▶ [Your assignment]:
For the word "coat", search the records and show each line in which it occurs.

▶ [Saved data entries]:
============================================================

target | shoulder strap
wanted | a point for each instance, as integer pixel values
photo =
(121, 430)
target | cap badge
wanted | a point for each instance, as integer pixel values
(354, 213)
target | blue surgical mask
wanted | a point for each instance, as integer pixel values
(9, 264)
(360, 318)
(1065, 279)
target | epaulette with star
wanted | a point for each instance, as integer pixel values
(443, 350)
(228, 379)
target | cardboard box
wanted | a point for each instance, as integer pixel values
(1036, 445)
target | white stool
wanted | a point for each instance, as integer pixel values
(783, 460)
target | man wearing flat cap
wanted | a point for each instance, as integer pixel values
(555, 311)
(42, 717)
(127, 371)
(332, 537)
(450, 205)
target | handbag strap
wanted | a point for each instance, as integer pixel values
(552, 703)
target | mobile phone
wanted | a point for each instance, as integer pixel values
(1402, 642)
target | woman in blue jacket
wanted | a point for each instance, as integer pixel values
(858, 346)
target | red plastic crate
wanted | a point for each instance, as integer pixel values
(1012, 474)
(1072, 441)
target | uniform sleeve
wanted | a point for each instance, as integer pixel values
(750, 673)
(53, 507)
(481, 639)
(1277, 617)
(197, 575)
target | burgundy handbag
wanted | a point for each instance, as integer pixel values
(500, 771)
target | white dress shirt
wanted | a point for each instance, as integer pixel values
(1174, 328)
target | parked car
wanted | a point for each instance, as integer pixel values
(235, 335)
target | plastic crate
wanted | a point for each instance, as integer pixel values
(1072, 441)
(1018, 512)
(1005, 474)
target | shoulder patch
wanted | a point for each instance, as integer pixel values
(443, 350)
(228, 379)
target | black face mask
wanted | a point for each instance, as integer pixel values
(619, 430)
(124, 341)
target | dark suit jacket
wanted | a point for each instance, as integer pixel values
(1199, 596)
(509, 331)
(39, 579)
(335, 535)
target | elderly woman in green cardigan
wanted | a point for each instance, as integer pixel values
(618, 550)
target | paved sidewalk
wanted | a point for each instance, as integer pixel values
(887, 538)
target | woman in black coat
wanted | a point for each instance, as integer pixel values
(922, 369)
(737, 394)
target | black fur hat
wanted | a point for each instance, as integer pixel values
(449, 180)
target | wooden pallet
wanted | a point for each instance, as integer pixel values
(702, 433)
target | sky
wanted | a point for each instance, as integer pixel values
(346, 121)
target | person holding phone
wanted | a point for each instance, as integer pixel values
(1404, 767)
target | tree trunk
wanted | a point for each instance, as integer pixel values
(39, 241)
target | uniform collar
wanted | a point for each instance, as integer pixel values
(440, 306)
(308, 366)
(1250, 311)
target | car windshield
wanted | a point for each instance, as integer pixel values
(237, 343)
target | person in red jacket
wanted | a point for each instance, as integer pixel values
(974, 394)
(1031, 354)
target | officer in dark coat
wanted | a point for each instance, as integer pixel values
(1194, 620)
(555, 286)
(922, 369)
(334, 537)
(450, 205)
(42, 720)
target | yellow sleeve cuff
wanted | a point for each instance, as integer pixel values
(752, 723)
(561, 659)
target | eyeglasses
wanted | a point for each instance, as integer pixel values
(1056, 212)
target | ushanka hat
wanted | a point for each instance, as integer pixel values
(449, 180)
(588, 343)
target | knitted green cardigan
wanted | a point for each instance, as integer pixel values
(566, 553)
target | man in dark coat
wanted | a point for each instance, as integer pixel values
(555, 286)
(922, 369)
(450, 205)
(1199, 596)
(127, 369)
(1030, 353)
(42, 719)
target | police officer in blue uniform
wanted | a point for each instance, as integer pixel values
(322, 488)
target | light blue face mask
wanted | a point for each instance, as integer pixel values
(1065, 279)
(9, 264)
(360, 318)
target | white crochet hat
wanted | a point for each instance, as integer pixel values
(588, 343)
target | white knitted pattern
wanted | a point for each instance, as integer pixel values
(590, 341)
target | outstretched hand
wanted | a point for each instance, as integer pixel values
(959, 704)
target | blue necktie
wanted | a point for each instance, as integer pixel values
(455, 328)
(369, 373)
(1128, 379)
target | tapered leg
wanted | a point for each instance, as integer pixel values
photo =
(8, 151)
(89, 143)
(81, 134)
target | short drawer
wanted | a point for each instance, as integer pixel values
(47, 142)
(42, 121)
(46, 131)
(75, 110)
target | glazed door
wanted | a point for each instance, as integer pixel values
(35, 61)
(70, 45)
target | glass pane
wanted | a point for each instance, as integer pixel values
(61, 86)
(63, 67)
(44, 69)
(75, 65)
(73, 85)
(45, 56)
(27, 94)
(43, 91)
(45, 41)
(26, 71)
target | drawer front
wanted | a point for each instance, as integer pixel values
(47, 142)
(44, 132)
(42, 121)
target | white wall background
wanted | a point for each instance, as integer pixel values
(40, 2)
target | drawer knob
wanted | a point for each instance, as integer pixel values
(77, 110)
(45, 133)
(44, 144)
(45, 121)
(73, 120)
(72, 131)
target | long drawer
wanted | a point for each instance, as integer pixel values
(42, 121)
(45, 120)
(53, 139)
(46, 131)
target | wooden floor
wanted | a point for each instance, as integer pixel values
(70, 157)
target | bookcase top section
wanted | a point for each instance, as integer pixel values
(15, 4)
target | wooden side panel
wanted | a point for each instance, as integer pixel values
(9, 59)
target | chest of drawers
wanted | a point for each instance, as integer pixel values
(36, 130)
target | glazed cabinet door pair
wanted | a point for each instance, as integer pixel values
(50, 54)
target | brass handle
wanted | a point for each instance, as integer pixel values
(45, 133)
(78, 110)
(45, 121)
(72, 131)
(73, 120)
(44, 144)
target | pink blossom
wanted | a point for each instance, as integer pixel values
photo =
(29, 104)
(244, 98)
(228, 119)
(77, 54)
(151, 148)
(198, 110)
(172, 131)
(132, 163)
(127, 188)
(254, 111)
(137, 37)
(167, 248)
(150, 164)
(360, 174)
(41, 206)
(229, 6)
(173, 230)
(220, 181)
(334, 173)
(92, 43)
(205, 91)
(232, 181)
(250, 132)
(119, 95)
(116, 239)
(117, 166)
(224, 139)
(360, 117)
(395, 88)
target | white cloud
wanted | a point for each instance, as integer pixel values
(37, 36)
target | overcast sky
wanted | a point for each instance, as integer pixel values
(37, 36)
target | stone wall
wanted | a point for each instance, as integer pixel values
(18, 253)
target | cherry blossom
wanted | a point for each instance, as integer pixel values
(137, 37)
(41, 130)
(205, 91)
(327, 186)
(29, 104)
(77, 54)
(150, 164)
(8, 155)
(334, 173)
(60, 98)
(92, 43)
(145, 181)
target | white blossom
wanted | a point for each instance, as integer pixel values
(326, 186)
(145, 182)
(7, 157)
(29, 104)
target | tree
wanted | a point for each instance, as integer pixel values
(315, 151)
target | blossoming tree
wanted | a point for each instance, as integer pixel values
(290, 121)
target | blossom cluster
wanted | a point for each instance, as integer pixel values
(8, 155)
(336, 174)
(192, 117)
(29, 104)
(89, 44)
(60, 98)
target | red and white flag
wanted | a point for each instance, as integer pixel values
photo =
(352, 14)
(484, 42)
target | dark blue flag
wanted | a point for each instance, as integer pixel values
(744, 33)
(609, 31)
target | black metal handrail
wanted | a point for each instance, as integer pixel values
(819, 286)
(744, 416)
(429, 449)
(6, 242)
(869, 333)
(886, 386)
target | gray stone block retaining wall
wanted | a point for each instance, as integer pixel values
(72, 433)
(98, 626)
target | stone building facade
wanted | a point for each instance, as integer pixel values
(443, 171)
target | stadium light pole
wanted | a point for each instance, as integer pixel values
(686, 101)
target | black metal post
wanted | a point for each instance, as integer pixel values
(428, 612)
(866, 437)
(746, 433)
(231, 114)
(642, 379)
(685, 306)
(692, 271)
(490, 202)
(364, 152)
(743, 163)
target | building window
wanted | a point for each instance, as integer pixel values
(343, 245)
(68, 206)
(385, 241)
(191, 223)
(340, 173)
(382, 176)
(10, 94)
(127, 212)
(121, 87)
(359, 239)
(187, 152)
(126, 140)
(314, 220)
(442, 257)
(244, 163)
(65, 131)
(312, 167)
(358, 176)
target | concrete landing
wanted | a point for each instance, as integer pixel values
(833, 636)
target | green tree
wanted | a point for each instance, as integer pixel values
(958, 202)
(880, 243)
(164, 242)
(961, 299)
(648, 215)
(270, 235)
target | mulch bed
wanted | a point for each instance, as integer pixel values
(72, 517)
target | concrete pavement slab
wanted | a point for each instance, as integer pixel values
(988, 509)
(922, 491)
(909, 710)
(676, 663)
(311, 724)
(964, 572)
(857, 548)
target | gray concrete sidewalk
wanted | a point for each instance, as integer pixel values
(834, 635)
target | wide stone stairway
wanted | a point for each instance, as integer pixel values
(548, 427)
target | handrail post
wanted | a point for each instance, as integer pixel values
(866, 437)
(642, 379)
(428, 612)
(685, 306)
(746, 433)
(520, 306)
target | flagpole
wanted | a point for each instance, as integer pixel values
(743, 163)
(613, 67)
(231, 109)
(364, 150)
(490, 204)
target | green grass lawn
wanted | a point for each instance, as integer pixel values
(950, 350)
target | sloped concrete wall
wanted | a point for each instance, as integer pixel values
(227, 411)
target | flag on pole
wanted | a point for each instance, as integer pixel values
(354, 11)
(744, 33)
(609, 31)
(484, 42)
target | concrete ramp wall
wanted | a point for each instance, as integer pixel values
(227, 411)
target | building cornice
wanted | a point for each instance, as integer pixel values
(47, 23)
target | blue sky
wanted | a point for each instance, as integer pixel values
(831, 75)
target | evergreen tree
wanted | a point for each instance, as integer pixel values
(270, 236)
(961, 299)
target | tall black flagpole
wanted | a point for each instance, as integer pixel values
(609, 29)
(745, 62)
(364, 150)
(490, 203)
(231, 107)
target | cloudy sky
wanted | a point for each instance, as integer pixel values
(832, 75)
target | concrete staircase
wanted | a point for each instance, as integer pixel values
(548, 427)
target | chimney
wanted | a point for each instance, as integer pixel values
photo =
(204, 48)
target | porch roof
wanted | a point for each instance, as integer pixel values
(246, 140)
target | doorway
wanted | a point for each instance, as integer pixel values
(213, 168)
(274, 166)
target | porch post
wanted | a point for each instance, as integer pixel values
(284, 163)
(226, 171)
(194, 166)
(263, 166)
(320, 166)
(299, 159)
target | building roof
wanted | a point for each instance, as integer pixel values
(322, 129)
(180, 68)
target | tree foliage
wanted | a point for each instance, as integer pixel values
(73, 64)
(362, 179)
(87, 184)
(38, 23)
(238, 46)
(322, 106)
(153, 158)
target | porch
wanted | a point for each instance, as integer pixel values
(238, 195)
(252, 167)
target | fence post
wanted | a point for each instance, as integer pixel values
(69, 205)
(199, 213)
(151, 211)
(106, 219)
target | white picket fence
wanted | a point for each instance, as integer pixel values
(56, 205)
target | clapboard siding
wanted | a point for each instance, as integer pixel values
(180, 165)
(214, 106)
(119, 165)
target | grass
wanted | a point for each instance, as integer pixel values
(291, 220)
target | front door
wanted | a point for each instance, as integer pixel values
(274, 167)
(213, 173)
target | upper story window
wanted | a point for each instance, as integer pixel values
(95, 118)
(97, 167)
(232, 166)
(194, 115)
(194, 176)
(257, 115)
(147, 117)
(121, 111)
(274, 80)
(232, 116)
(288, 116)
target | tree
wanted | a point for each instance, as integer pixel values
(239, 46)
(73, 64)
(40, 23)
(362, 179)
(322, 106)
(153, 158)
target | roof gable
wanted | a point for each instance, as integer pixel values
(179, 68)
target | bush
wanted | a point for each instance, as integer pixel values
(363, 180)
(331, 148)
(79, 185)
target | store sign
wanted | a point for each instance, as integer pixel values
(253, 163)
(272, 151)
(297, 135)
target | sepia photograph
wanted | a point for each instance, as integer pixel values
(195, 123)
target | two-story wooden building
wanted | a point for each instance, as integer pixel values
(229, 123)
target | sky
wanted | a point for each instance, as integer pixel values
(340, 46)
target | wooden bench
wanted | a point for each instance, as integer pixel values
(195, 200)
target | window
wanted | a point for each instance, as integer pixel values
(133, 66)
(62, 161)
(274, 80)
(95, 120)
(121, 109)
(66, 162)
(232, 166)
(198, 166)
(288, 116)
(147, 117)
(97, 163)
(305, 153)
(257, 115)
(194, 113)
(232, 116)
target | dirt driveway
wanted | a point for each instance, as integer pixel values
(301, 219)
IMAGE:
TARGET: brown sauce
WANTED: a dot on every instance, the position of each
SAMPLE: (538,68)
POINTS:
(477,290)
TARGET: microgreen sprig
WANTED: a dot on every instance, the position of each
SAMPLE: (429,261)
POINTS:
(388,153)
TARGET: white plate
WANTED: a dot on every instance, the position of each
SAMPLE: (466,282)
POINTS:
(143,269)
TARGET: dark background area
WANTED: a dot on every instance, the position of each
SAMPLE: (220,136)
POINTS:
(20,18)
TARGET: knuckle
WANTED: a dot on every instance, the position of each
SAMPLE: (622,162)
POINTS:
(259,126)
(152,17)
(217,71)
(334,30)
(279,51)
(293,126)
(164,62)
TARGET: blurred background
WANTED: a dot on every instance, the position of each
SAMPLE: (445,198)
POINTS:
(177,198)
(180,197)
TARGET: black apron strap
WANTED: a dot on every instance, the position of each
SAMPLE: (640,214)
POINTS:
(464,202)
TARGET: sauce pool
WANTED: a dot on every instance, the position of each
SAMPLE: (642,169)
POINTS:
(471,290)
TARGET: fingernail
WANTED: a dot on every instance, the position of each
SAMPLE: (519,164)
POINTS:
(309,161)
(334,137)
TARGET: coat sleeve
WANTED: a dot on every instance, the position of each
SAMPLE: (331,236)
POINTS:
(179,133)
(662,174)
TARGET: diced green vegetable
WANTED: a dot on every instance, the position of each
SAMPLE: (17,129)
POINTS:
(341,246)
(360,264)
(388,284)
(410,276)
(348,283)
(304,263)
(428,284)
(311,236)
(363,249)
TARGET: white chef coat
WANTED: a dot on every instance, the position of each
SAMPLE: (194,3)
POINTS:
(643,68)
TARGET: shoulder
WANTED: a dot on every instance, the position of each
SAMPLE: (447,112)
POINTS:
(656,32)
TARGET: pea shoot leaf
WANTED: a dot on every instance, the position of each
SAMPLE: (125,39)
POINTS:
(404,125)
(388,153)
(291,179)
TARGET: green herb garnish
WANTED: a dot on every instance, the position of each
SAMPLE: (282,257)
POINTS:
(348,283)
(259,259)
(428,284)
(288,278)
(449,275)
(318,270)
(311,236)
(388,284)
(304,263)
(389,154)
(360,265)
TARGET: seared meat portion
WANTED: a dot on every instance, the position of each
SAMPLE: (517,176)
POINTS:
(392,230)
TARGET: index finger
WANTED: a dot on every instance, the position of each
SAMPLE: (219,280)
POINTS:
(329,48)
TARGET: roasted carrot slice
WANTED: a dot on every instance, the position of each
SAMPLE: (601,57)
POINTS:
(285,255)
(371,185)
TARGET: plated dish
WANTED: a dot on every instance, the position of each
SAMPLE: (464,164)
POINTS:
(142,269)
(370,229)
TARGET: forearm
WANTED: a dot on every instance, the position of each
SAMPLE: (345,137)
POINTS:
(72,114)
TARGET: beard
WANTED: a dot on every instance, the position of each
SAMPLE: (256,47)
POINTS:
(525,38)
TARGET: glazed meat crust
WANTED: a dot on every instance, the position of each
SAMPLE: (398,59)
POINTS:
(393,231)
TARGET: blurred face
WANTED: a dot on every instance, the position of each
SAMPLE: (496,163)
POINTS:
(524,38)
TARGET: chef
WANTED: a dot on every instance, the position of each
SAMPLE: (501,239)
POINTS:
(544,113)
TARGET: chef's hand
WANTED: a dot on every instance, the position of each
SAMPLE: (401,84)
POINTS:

============================================================

▶ [Your response]:
target | woman in black coat
target | officer in dark coat
target | man in dark coat
TARGET: coat sleeve
TARGET: white chef coat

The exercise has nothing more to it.